■ **Text extract**
+ + + +
The two- or three-seat railcars operate on 18 hp motors and can go about 40 mph but speed is not important on the group's rail excursions, Kemmet said.

"The longer it takes the better; nobody wants to go home," said Hagerstown attorney Wiley Rutledge, who rode along in Kemmet's railcar Saturday.

Rutledge said he became interested in railcars after stopping in at Kemmet's Long Meadow service station and seeing a picture of them a few years ago.

The men struck up a conversation about the cars and have been friends ever since, Rutledge said. They've gone on rail trips throughout the country and plan to ride to Canada.

Rutledge said the railcars provide a view of the country you can't see anywhere else.

"The scenery is beautiful and the people are wonderful," he said.

The railcar's miniature proportions and bright colors attract attention as they travel and people often line the tracks to wave and shout hello, he said.
+ + + +
■ **Job**
Answer these questions using the railcar excerpt above.
1. About how fast can the railcars go?
2. Where did Rutledge see a picture of railcars a few years ago?
3. To what country do Rutledge and Kemmet plan to ride?
+ + + +
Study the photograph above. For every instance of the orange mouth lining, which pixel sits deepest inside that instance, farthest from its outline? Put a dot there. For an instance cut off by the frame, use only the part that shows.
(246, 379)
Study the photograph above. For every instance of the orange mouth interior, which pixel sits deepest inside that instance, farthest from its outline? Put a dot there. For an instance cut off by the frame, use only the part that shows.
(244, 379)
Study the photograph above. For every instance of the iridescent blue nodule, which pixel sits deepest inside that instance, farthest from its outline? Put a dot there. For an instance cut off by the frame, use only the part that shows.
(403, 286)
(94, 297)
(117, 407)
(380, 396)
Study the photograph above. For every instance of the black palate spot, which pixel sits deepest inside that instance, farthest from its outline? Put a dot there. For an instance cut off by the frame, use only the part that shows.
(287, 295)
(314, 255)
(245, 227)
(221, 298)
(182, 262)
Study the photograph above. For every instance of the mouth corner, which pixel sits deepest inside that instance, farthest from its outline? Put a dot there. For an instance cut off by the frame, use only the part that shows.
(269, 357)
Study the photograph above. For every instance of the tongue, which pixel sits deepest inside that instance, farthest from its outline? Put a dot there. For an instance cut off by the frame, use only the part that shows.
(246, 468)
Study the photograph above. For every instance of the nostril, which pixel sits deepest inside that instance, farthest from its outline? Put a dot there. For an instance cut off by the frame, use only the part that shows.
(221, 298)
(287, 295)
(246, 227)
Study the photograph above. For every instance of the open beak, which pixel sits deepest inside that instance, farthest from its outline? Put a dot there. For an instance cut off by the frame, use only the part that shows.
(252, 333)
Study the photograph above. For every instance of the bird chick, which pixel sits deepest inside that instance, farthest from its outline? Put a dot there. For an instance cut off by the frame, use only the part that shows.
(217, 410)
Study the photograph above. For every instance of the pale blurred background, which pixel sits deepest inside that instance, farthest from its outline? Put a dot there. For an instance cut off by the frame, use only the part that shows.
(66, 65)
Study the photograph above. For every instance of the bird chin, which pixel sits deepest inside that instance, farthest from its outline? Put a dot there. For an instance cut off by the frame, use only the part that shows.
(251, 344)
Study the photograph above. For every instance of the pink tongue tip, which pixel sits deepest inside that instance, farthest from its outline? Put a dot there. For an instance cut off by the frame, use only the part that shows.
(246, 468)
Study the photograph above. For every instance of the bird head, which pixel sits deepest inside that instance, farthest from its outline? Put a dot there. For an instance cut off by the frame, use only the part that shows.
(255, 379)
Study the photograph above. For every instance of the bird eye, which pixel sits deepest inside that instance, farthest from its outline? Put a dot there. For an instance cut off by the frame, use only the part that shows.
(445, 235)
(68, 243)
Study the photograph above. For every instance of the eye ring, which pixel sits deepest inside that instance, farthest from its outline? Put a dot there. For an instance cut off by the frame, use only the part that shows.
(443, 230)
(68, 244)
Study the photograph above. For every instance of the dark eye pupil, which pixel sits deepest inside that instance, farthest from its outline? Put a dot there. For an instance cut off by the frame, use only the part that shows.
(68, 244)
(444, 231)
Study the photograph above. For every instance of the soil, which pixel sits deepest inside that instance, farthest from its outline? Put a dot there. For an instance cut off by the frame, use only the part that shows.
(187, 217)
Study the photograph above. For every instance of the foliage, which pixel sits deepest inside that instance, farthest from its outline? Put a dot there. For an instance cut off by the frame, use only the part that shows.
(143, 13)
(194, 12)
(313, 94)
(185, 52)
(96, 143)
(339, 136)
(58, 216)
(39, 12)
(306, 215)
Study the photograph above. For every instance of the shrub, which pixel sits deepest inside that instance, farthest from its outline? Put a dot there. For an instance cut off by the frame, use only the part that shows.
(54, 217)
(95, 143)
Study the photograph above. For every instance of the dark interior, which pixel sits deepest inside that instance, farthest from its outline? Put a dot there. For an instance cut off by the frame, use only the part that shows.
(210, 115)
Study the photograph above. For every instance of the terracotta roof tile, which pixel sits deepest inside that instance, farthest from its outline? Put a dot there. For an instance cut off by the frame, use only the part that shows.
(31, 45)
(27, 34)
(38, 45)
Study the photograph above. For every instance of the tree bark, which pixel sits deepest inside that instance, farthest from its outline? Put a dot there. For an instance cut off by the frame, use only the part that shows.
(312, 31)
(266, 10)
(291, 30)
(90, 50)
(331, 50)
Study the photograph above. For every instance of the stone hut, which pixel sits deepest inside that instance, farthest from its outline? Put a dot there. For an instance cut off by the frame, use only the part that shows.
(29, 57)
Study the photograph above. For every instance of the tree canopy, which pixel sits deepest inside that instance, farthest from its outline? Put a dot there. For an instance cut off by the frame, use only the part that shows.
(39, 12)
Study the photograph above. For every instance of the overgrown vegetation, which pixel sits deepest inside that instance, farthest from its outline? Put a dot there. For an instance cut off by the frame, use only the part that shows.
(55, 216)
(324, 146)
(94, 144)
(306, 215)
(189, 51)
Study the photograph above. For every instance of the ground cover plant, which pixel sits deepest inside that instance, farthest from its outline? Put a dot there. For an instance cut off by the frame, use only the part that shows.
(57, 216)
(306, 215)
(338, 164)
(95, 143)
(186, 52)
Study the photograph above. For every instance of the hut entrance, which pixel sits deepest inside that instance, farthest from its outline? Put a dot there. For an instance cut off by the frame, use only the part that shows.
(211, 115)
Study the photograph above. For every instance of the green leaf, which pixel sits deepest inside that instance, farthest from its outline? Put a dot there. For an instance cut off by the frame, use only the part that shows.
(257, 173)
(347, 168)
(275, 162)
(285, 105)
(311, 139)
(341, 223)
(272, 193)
+ + + +
■ **Response for this exercise**
1. About 40 mph.
2. At Kemmet's Long Meadow service station.
3. Canada.